▸ **DIRECTIONS**
Write what comes next in the piece about changing everyday phrases fathers use, picking up after its last line.

▸ **PASSAGE FOR REVIEW**
/---

1. “I’m babysitting my kids tonight.”
When they are your kids, it’s not called “babysitting,” it’s called “parenting.” I mean no offense to all of the young ladies who take their jobs very seriously and who also enable couples like me and Rhonda to have important date nights without the kids. But, just keeping it real here, the job of “babysitting” is ordinarily a part-time job young girls do to raise money they can use to have fun. “Parenting” though, is an extraordinary full-time job adults do to raise children God can use to make a difference. Changing one word in this statement communicates to your buddies and your wife that you refuse to be ordinary and that you see the importance of your full-time job as a parent: “I’m parenting my kids tonight.”
2. “Don’t talk to your mother like that.”
What about tweaking that reprimand into something that also more communicates that you and your wife are a united team? “Don’t talk to my wife like that.” When my Dad said this to me, I knew I had crossed an important line that should never be crossed. The relationship between a father and a mother is the primary relationship in the home. All of the other relationships in our homes will thrive when our marriages are strong and when our kids understand that our love for each other is anything but ordinary.
3. “I have to go home.”
This is an ordinary way to announce to your coworkers or friends that you “have to” go home. What if we tweaked it so as to communicate that we “get to” go home? “I get to go home.” One is ordinary and communicates more of a tone of obligation; the other is more extraordinary and communicates that we view it a privilege to be with our wife and kids.
4. “No, I’ll play with you later.”

\---

▸ **SUPPLIED DATA**
/---

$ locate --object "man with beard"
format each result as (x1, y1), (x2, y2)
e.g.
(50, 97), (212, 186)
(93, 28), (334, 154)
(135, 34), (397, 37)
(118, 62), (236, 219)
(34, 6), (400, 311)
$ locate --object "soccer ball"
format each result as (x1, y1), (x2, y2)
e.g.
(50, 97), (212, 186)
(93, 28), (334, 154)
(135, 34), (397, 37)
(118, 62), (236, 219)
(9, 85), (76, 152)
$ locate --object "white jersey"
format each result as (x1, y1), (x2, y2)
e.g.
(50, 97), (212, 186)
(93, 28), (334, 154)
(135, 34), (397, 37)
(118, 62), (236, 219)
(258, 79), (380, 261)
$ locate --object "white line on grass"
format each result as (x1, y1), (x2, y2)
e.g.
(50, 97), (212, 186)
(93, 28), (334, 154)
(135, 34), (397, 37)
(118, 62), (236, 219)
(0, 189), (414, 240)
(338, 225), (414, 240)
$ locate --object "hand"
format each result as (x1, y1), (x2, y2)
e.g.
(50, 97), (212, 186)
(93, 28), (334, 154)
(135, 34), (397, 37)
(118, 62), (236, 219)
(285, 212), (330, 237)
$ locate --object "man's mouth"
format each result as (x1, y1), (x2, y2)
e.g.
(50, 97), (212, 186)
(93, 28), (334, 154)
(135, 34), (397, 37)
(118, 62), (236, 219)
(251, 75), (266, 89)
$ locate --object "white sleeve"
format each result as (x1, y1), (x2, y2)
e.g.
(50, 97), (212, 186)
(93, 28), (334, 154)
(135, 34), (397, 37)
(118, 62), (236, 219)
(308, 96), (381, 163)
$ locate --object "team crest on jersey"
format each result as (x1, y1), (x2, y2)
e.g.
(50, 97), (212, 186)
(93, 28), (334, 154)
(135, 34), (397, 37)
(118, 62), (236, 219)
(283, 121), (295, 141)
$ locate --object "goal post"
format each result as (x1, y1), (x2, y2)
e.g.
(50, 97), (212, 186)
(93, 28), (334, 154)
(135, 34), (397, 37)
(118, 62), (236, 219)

\---

▸ **ANSWER BOX**
Wise parents told me and Rhonda to enjoy every moment with our kids because “it flies by.” They spoke truth. It seems like just yesterday that I was holding Ashton in my arms in that hospital room in Abilene, Texas and signing “How sweet it is to be loved by you.” Now, one of my favorite memories is of dancing with her to that song at her wedding. Yes, take it from this now-wiser parent: the time we have with our children does fly by, so don’t be ordinary and say, “I’ll play with you later”; be extraordinary and say, “Yes, I’ll play with you now.”
5. “I’m so disappointed in you.”
Too many adult children in this world carry wounds inflicted, not just by what was said to them, but also by what was NOT said to them. Too many of you have wounds caused, not just by too many hurtful words, but also by too few helpful words. You grew up knowing that your Dad was disappointed in you, but not knowing he was proud of you. Fathers, this is not about creating arrogant narcissists who grow up believing they are God’s gift to this world. Not at all! This is me challenging you to seek out opportunities to speak words into your children’s souls that will empower them with the confidence and security found in knowing that you are so proud to be their father, that you love them, and that you wouldn’t trade them for all of the other children in the world. Be an extraordinary father and say, “I’m so proud of you.”